What you will do
Once you find the line with "lawn. Keep to one point per instance.", copy it and every line after it through the end of the entries below, exactly as written.

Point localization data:
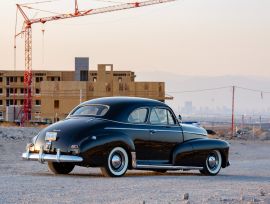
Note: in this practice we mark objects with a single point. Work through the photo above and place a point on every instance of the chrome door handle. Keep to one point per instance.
(152, 132)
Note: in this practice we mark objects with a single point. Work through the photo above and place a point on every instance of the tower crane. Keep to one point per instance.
(27, 31)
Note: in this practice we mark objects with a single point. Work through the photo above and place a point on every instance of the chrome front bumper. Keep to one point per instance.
(41, 157)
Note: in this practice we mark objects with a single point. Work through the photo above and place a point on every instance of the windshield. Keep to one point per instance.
(90, 110)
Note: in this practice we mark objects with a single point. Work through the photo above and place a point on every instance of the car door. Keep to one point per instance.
(137, 129)
(165, 133)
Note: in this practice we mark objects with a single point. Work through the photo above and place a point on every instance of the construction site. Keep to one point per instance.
(55, 93)
(48, 96)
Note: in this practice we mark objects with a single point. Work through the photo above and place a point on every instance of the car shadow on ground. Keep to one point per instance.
(133, 174)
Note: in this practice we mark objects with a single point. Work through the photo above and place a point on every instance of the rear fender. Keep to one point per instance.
(194, 152)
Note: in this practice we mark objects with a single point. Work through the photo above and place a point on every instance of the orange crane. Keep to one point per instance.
(27, 31)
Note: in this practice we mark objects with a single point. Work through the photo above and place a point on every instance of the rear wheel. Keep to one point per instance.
(60, 168)
(212, 163)
(116, 164)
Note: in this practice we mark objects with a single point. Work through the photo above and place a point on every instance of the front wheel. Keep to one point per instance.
(60, 168)
(212, 163)
(116, 164)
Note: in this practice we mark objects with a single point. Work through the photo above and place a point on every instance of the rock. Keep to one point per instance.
(186, 196)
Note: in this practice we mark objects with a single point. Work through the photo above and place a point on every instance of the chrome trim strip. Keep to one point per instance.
(133, 157)
(138, 123)
(147, 166)
(115, 128)
(41, 157)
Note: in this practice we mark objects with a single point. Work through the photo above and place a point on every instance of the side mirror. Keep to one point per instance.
(179, 118)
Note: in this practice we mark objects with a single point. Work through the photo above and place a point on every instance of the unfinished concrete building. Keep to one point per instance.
(56, 93)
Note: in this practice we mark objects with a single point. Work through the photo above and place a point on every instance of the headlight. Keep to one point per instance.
(34, 139)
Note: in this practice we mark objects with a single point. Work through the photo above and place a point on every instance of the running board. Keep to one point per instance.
(135, 165)
(168, 167)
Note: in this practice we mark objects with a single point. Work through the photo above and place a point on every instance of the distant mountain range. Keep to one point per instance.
(246, 100)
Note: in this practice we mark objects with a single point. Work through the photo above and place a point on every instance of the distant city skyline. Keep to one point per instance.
(207, 38)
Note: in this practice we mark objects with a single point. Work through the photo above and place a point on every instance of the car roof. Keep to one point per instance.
(120, 100)
(121, 107)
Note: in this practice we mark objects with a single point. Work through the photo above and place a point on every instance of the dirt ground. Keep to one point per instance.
(247, 180)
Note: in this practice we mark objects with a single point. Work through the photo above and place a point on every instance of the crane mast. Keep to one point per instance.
(27, 30)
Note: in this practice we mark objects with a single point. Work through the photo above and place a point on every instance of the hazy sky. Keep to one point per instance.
(187, 37)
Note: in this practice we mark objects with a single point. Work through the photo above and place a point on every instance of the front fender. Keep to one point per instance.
(194, 152)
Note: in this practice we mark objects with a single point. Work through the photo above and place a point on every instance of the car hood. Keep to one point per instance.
(70, 131)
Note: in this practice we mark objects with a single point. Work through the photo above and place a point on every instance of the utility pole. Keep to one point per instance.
(233, 92)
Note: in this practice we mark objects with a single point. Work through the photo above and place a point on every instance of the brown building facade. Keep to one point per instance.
(56, 93)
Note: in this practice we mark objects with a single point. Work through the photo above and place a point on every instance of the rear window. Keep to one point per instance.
(138, 116)
(90, 110)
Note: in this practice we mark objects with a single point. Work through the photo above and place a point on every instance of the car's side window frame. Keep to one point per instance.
(146, 118)
(176, 124)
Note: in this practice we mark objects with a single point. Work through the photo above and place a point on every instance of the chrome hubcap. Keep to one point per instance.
(116, 161)
(212, 161)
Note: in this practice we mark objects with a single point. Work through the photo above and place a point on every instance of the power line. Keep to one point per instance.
(199, 90)
(218, 88)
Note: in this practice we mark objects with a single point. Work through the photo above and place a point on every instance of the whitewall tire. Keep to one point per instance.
(117, 163)
(212, 164)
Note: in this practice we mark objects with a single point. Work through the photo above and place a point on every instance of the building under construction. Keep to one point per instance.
(56, 93)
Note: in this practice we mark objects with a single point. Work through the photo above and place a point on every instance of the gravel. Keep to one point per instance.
(247, 180)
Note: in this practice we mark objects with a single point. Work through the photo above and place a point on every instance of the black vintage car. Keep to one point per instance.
(121, 133)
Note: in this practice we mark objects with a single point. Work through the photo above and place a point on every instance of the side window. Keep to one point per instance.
(161, 116)
(158, 116)
(171, 120)
(138, 116)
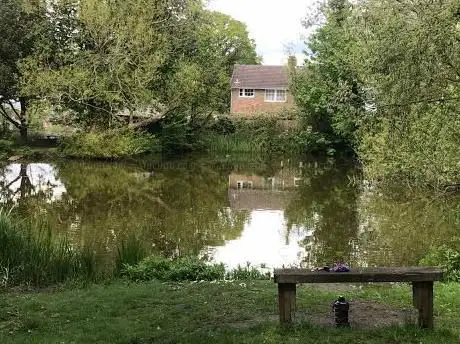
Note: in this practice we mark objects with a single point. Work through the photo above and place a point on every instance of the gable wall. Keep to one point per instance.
(257, 105)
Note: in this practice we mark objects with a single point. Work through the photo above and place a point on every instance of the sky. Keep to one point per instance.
(273, 24)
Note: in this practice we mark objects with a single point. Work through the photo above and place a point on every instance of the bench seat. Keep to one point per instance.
(422, 279)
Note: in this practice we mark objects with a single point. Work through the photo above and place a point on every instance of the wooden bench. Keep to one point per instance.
(422, 279)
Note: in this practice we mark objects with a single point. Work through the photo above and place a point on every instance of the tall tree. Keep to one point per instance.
(327, 89)
(414, 82)
(170, 57)
(19, 32)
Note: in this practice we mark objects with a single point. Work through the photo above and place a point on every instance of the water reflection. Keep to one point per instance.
(269, 214)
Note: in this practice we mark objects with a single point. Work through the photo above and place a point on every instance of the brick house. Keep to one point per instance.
(260, 89)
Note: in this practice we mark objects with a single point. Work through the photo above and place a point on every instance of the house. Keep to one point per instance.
(260, 89)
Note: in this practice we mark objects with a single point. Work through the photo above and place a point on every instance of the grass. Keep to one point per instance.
(232, 143)
(32, 254)
(208, 312)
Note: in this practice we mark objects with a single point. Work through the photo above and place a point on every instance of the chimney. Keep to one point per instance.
(292, 64)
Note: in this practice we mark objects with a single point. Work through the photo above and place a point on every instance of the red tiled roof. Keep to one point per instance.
(258, 76)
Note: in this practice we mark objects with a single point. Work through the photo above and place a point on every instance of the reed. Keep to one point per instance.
(31, 254)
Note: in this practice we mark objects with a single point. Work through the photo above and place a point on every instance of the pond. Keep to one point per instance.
(235, 211)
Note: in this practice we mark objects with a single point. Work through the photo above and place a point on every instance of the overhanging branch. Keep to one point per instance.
(5, 114)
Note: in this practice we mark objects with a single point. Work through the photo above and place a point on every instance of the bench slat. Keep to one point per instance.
(360, 275)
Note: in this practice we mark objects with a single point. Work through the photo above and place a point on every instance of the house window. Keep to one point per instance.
(275, 96)
(247, 92)
(244, 185)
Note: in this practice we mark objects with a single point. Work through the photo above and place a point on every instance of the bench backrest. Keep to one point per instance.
(415, 274)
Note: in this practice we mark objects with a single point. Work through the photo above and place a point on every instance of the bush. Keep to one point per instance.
(247, 273)
(33, 255)
(223, 126)
(173, 269)
(187, 269)
(108, 145)
(448, 259)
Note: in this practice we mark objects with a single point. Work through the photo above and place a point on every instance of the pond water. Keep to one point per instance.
(234, 211)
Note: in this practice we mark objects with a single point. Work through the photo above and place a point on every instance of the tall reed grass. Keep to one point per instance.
(31, 254)
(232, 143)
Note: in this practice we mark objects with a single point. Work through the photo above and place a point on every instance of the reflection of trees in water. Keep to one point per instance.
(400, 226)
(31, 185)
(177, 211)
(326, 207)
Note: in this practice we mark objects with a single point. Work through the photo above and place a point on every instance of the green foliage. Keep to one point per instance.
(446, 258)
(130, 252)
(393, 101)
(174, 269)
(412, 135)
(108, 145)
(32, 254)
(267, 135)
(173, 58)
(327, 89)
(247, 273)
(19, 34)
(187, 269)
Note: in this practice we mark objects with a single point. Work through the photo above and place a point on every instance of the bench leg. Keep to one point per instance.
(423, 301)
(286, 299)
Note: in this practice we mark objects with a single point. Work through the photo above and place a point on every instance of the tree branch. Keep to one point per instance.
(14, 110)
(5, 114)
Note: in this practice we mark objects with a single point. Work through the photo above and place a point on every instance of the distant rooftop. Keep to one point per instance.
(259, 76)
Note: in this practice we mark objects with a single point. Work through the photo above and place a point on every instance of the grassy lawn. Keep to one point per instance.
(236, 312)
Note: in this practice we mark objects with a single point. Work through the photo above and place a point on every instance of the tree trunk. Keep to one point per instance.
(23, 129)
(23, 132)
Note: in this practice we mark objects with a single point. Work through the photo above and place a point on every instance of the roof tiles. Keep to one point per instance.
(260, 77)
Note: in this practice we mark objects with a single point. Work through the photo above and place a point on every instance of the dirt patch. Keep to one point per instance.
(363, 314)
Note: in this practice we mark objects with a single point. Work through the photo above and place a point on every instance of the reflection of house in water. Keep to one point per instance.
(251, 192)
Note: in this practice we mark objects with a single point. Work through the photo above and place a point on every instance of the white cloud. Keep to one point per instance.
(273, 24)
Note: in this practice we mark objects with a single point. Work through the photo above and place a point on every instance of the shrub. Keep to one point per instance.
(448, 259)
(130, 252)
(108, 145)
(32, 254)
(173, 269)
(247, 272)
(187, 269)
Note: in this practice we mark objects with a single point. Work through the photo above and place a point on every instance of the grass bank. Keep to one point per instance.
(213, 312)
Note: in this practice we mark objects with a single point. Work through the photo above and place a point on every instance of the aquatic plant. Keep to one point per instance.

Response
Note: in this practice we mark objects with a single point. Work through the photo above and place a point on every instance of the grassy lawn. Keep to one point per instance.
(236, 312)
Note: in this practice we mark objects with a single point. Work through the photo above and place a point on every instance of the tree trunk. Keep to one point per instance.
(23, 129)
(23, 132)
Note: in this practice we mark objects with a single point. Work through the photo above and place a point on every instance of the roof tiles. Keep to one point per instance.
(260, 77)
Note: in this practice we mark objects with a single point. Work through the photo above and place a point on every instance of the dirt patch. Keep to one point per instance.
(363, 314)
Note: in this practice we mark objects with a single point. Work through the photo above and place a point on every instance of the reflection of house in water. Keep to one point per instance.
(251, 192)
Note: in this practice we mark objects with a single point. Work through the photo above and place a point on every instance of the white cloud. Keep to one point per instance.
(273, 24)
Note: in this practice we mark objects with a single point. Work through the photo above and place a point on every instance of the shrub. Keep to one point per instance.
(448, 259)
(130, 252)
(108, 145)
(32, 254)
(173, 269)
(247, 272)
(187, 269)
Note: in this practice we mark objects with a single point. Work through the photo above and place a point on every instance of the grass bank. Keep to one point per instance.
(213, 312)
Note: in this practice we mark objects with a single point. Work through the photo above and place a point on every instance of the aquatic plant. Keep to one point per instance.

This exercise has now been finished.